_QUESTIONS TO ANSWER_
a - In the article about the Nashville nurse and the COVID-19 surge, which publication ran her op-ed?
b - Continue the article about the Nashville nurse and the COVID-19 surge, starting after its final sentence.

--- TEXT UNDER STUDY Enclosed Below ---

Healthcare

Nashville nurse on latest COVID-19 surge: 'It is so much worse this time'

A Nashville nurse wrote an op-ed in the Scientific American detailing her experience as a nurse during the pandemic, saying the current wave of delta cases is much worse than what she experienced last year. 

"It is so much worse this time. We all have so much less to give. We are still bearing the fresh and heavy grief of the past year and trying to find somewhere to put all this anger. But the patients don't stop coming," Kathryn Ivey, a critical care nurse at a medical center in Nashville, said.

"The numbers are higher now than they've ever been, the patients coming in younger and sicker. Death is at my shoulder again, as silent as he is relentless," she said. 

All around the country hospitals have been overrun with cases of the delta variant, which caused the Centers for Disease Control and Prevention to tell even fully vaccinated individuals to wear masks indoors. 

Idaho has to ration care and prioritize healthy people who are more likely to recover due to lack of resources. 

Ivey describes how difficult the past year has been as a nurse, seeing death constantly in the intensive care unit and having to make late-night calls to families to tell them their loved one wasn't going to make it.

--- End of Enclosed TEXT UNDER STUDY ---
--- RECORDED DATA Enclosed Below ---

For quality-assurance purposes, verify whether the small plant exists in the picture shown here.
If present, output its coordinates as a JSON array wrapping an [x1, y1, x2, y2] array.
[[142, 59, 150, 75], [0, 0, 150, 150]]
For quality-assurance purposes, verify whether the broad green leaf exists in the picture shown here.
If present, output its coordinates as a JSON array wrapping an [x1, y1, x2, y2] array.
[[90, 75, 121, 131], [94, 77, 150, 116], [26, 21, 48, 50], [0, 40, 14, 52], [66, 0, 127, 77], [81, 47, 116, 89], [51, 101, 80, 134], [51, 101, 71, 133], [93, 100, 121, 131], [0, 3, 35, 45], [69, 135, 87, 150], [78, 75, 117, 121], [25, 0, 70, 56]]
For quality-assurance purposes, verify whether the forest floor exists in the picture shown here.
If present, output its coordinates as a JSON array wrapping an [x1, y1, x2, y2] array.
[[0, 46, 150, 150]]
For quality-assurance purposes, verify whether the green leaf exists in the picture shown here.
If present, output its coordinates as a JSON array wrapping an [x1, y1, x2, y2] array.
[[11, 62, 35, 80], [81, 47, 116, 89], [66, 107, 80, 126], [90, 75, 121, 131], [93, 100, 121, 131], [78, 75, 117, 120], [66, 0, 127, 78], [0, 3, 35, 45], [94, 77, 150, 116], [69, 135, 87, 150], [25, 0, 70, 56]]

--- End of Enclosed RECORDED DATA ---

_ANSWERS PROVIDED_
a - Scientific American

b -
She said in the spring when cases went down she "realized how many people normally survive the ICU" and felt the "things I did mattered; my actions actually saved lives."

Since the spring, cases have risen around the country, prompting states to implement mask mandates and companies to implement vaccine mandates. 

"I don't know what to say that will make people listen to us, to take the basic steps such as masks and vaccination that could be our way out of this nightmare. I wish I could snap so many people out of their selfish stupor, but I can't, so I get to watch instead as people learn the hard way," Ivey said. 

Tennessee has had more than 1.1 million COVID-19 cases throughout the pandemic and more than 14,000 deaths, according to data from Johns Hopkins University.